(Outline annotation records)
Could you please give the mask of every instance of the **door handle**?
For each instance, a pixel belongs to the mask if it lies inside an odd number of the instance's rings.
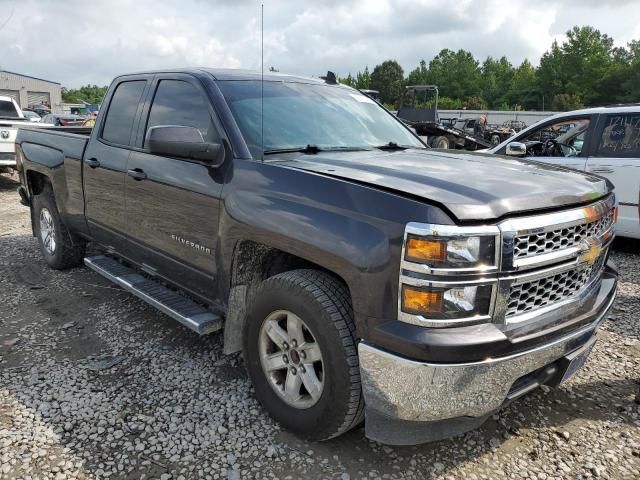
[[[613,173],[613,168],[608,167],[596,167],[590,169],[591,173]]]
[[[85,163],[91,168],[98,168],[100,166],[100,160],[98,160],[97,158],[89,158],[85,160]]]
[[[129,175],[134,180],[138,180],[138,181],[146,180],[147,178],[147,174],[144,173],[139,168],[134,168],[133,170],[127,170],[127,175]]]

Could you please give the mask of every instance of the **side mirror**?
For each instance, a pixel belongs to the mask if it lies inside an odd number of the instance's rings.
[[[505,154],[511,157],[524,157],[527,155],[527,146],[521,142],[510,142],[507,144]]]
[[[156,155],[202,160],[214,167],[222,165],[226,153],[222,143],[205,142],[200,130],[181,125],[151,127],[145,145]]]

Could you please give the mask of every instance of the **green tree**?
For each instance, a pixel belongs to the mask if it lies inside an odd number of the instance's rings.
[[[487,102],[481,97],[467,97],[462,102],[462,107],[467,110],[486,110]]]
[[[466,50],[440,51],[429,63],[429,81],[438,85],[444,97],[462,99],[482,94],[479,63]]]
[[[580,96],[574,93],[559,93],[553,97],[551,108],[556,111],[567,112],[569,110],[584,108],[584,103]]]
[[[514,106],[514,109],[515,105],[520,105],[525,110],[542,109],[542,90],[538,83],[538,74],[529,60],[525,59],[513,72],[507,90],[507,103]]]
[[[370,86],[380,92],[380,99],[385,104],[399,104],[403,83],[404,71],[395,60],[385,60],[371,72]]]
[[[628,47],[628,66],[625,79],[621,81],[621,100],[637,102],[640,100],[640,40],[633,40]]]
[[[501,57],[499,60],[487,57],[484,61],[481,68],[481,91],[482,98],[490,108],[496,108],[507,101],[513,75],[514,68],[507,57]]]
[[[411,70],[406,81],[407,85],[428,85],[429,84],[429,68],[427,62],[420,60],[420,65]]]
[[[356,87],[356,81],[351,76],[351,72],[349,72],[349,75],[347,75],[346,77],[338,77],[338,82],[342,83],[343,85],[349,85],[350,87]]]
[[[562,62],[562,50],[554,40],[551,48],[542,55],[537,72],[540,90],[545,98],[553,98],[566,91],[567,78]]]
[[[356,74],[356,88],[371,88],[371,74],[369,73],[369,67],[365,66],[364,71]]]

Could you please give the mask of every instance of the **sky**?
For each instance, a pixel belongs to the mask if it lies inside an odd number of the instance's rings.
[[[0,0],[0,69],[107,85],[118,74],[208,66],[260,69],[260,1]],[[340,76],[393,58],[408,73],[441,49],[534,65],[574,25],[624,46],[640,0],[264,0],[264,65]]]

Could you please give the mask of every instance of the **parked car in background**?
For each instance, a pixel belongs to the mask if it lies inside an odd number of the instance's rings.
[[[640,104],[559,113],[489,152],[608,178],[620,206],[617,235],[640,238]]]
[[[22,115],[24,115],[24,118],[28,119],[31,122],[39,122],[40,120],[42,120],[42,117],[40,117],[40,115],[38,115],[36,112],[32,112],[31,110],[23,110]]]
[[[313,440],[365,417],[385,443],[459,435],[582,366],[615,297],[609,181],[427,148],[329,76],[262,78],[125,75],[95,128],[20,129],[44,260],[224,330]]]
[[[502,125],[489,126],[485,132],[485,138],[491,142],[491,145],[498,145],[507,138],[513,137],[526,126],[527,124],[520,120],[507,120]]]
[[[0,96],[0,170],[16,166],[14,143],[18,127],[37,125],[22,114],[13,98]]]
[[[473,135],[475,125],[476,125],[475,118],[460,118],[456,120],[456,123],[453,124],[453,127],[457,128],[458,130],[462,130],[463,132],[466,132],[469,135]]]
[[[37,103],[27,105],[26,110],[35,112],[40,115],[40,117],[44,117],[45,115],[49,115],[51,113],[51,109],[49,107]]]
[[[84,120],[85,118],[80,115],[60,115],[57,113],[50,113],[49,115],[44,116],[42,123],[55,125],[56,127],[76,127],[82,125]]]

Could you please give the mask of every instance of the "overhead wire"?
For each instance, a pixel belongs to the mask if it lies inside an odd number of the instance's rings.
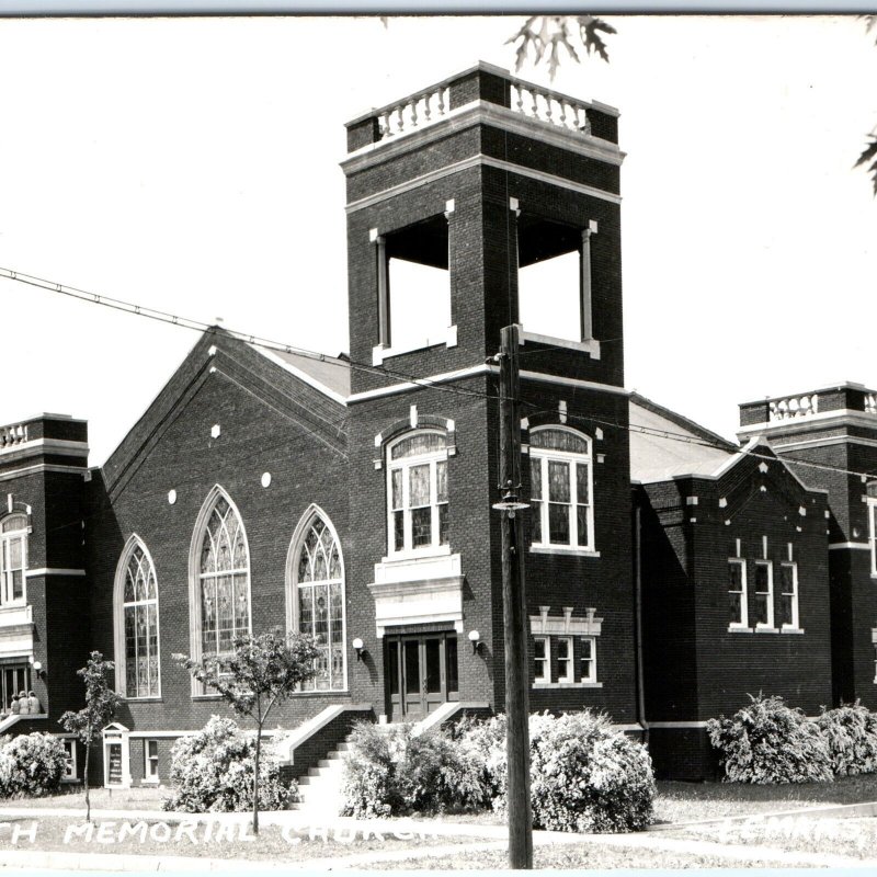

**Direction**. Please rewrite everything from the line containing "car in background**?" down to the end of the entries, both ends included, and offset every polygon coordinate in the answers by -25. Leave the pictures out of your answer.

**Response for this exercise**.
Could you please give the mask of every instance of the **parked car in background**?
For each instance, a pixel belongs to the mask if it lies inside an odd number of the instance's rings.
[[[615,79],[534,88],[464,127],[583,153],[595,181],[592,210],[615,213]]]
[[[-3,90],[-1,90],[-1,93],[3,94],[6,97],[14,97],[15,95],[17,95],[17,92],[15,92],[15,90],[13,90],[11,87],[7,87],[6,85],[-2,85]]]
[[[288,415],[340,392],[360,418],[434,410],[557,341],[590,272],[584,156],[402,123],[304,51],[237,53],[100,50],[70,103],[-5,104],[19,235],[199,305]]]
[[[477,100],[464,101],[460,107],[460,113],[466,117],[466,120],[473,120],[482,113],[488,112],[501,101],[502,99],[495,95],[482,95]]]
[[[-25,71],[-25,145],[-9,141],[-11,118],[-7,102],[12,100],[-3,89],[-12,73]]]
[[[448,110],[450,100],[451,100],[450,93],[435,93],[431,95],[431,98],[428,99],[428,102],[432,103],[433,105],[437,105],[438,107],[441,107],[444,110]]]
[[[12,78],[2,80],[1,85],[10,87],[15,90],[15,92],[19,92],[20,90],[24,90],[26,88],[26,84],[24,82]]]
[[[59,95],[60,93],[55,90],[35,90],[32,88],[25,88],[24,90],[19,91],[17,98],[30,100],[31,102],[51,102],[57,100]]]

Could you please give the mask of every instance of the "overhead wire"?
For each instance, a pixel belongs to the mask if it lies inside an odd number of the instance's rings.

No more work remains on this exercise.